*** AUSGEWÄHLTER TEXT
So gesehen erstaunt es nicht, dass Schmidt nicht wusste, dass Flöttl über die Stiftungen frisches Geld zum Weiterspekulieren bekam, obwohl er, Schmidt, im November 1998 mit Zwettler nach Liechtenstein gereist war: "Wieso, weiß ich nicht." Zwettler half aus: "Schmidt fuhr als Experte für Bilanzen und Bankwesengesetz mit."

"Ja, haben Sie sich keine Gedanken über all das gemacht?", hakte Richterin Claudia Bandion-Ortner nach. "Natürlich war das ganze Konstrukt merkwürdig. Ich habe nur mit Kollegin Valenta darüber gesprochen, und wir hatten beide kein gutes Gefühl.", klärte sie Schmidt auf.

Das Gefühl wurde auch nicht besser, als Zwettler ihm 1999 von "nicht dauerhaften, nur temporären Verlusten" erzählt habe, für die es genug stille Reserven gebe, weswegen man sie in der Bilanz nicht ausweisen müsse. Ob das erlaubt sei? Schmidt: "Das war sicher ein Grenzfall." Hätte er alle Informationen gehabt, hätte er "sicher eine Wertberichtigung empfohlen".
******
*** DATENSATZEINTRÄGE
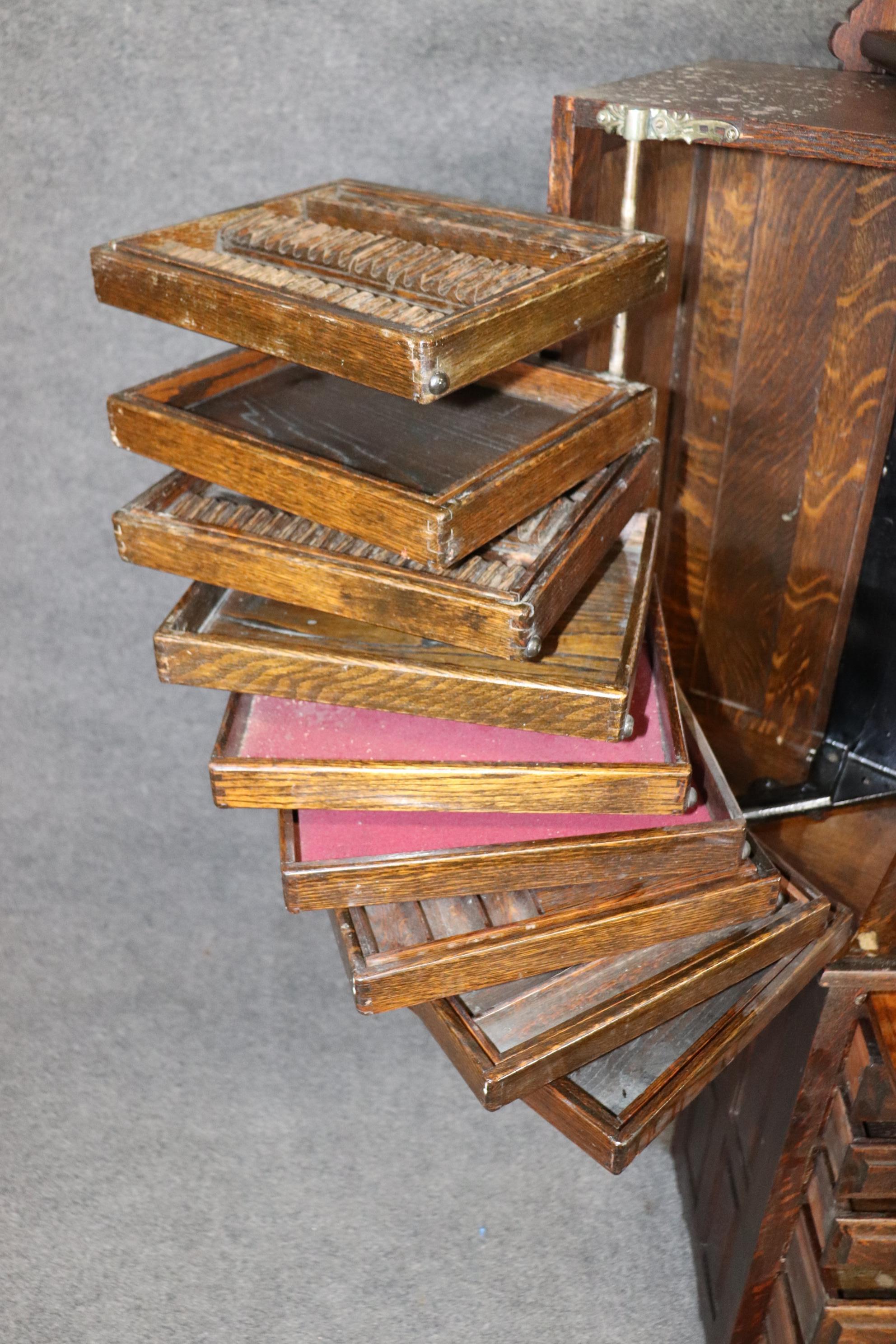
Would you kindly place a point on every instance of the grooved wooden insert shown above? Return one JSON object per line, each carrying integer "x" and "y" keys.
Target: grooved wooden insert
{"x": 430, "y": 483}
{"x": 581, "y": 686}
{"x": 512, "y": 1038}
{"x": 296, "y": 753}
{"x": 411, "y": 294}
{"x": 413, "y": 952}
{"x": 503, "y": 600}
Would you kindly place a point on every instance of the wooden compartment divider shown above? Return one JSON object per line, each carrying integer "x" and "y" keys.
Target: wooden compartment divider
{"x": 503, "y": 600}
{"x": 409, "y": 292}
{"x": 581, "y": 685}
{"x": 432, "y": 483}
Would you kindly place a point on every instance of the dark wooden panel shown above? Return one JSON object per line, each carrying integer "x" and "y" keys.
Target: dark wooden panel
{"x": 581, "y": 686}
{"x": 429, "y": 483}
{"x": 860, "y": 1256}
{"x": 422, "y": 963}
{"x": 804, "y": 1279}
{"x": 503, "y": 600}
{"x": 800, "y": 240}
{"x": 695, "y": 456}
{"x": 852, "y": 424}
{"x": 761, "y": 1088}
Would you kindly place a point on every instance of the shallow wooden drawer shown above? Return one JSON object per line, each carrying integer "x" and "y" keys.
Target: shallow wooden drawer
{"x": 860, "y": 1256}
{"x": 869, "y": 1084}
{"x": 334, "y": 858}
{"x": 409, "y": 953}
{"x": 617, "y": 1105}
{"x": 402, "y": 291}
{"x": 275, "y": 753}
{"x": 433, "y": 483}
{"x": 579, "y": 686}
{"x": 856, "y": 1323}
{"x": 518, "y": 1036}
{"x": 868, "y": 1178}
{"x": 503, "y": 600}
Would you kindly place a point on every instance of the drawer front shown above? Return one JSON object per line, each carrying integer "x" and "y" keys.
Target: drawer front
******
ZU BEARBEITEN
1 - Stimmen die folgenden Aussagen mit dem ausgewählten Text überein? Antworte jeweils mit Ja oder Nein und zitiere die entscheidenden Worte wörtlich. (a) Schmidt reiste im November 1998 gemeinsam mit Zwettler nach Liechtenstein. (b) Schmidt besprach das Konstrukt mit mehreren Kollegen. (c) Mit allen Informationen hätte Schmidt eine Wertberichtigung empfohlen.
2 - In welcher Funktion fuhr Schmidt laut Zwettler nach Liechtenstein mit, wie es im ausgewählten Text steht?

LÖSUNGEN
1 -
(a) Ja: „im November 1998 mit Zwettler nach Liechtenstein gereist war“
(b) Nein: „Ich habe nur mit Kollegin Valenta darüber gesprochen“
(c) Ja: „sicher eine Wertberichtigung empfohlen“

2 - Als Experte für Bilanzen und Bankwesengesetz.